DATA PROVIDED:
============================================================
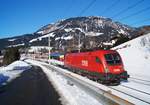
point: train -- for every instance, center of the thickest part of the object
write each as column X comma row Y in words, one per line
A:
column 103, row 66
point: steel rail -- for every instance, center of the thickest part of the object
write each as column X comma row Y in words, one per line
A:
column 103, row 96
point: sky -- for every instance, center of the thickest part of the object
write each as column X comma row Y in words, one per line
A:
column 19, row 17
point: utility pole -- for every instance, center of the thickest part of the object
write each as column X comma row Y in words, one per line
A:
column 49, row 53
column 79, row 42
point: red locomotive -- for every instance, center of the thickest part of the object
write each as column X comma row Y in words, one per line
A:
column 104, row 66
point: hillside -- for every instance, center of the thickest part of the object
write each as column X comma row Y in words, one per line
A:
column 94, row 32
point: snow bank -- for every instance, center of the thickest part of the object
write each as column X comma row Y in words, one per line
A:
column 12, row 71
column 136, row 56
column 70, row 93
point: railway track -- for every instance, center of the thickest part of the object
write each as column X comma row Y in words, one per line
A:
column 134, row 95
column 140, row 81
column 133, row 92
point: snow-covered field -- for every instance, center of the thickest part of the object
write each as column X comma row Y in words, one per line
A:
column 70, row 93
column 12, row 71
column 139, row 95
column 136, row 56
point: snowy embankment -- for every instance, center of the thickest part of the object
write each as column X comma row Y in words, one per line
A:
column 12, row 71
column 136, row 56
column 70, row 93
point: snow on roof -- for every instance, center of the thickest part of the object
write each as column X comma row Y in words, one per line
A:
column 12, row 71
column 44, row 36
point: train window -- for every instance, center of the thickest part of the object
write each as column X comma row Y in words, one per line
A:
column 112, row 58
column 97, row 60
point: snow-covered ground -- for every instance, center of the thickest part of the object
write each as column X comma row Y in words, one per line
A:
column 136, row 56
column 12, row 71
column 70, row 94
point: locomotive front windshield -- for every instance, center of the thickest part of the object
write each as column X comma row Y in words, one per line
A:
column 112, row 59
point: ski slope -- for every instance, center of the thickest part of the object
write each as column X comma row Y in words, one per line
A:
column 136, row 56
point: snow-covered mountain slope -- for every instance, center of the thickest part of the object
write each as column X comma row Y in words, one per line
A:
column 93, row 31
column 136, row 56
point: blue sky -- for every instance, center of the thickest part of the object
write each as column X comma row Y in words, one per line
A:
column 18, row 17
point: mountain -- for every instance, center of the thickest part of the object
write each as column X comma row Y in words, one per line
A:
column 136, row 56
column 94, row 32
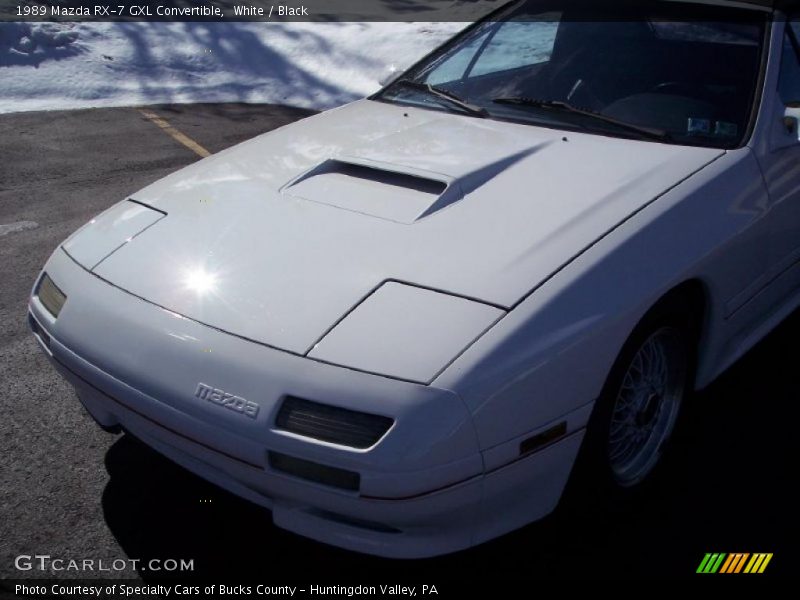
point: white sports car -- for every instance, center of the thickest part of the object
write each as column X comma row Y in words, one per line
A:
column 399, row 324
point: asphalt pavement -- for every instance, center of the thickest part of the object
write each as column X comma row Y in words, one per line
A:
column 69, row 490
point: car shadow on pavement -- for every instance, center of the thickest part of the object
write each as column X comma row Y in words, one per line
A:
column 727, row 486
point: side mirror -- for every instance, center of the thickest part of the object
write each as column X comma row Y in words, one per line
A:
column 791, row 117
column 389, row 77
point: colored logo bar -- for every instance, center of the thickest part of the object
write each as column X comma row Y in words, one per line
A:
column 736, row 562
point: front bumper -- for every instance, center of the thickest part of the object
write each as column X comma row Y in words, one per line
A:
column 423, row 490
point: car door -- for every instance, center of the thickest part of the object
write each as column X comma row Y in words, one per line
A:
column 780, row 163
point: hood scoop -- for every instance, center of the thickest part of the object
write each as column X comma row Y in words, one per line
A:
column 387, row 191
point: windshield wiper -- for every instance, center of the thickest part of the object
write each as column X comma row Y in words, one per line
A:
column 558, row 105
column 448, row 97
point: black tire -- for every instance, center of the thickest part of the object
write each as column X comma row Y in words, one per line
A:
column 596, row 479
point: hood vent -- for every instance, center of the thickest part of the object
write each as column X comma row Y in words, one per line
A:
column 387, row 191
============================================================
GIVEN EXERCISE: From the line with "point: windshield wiper" up to and including the line with "column 448, row 97", write those lines out again with "windshield wiper" substituted by "wiper blade" and nothing else altered.

THE RESPONSE:
point: wiper blade -- for every instance, center of the thickest part of the object
write each as column X comma row Y in words, one per line
A:
column 558, row 105
column 448, row 97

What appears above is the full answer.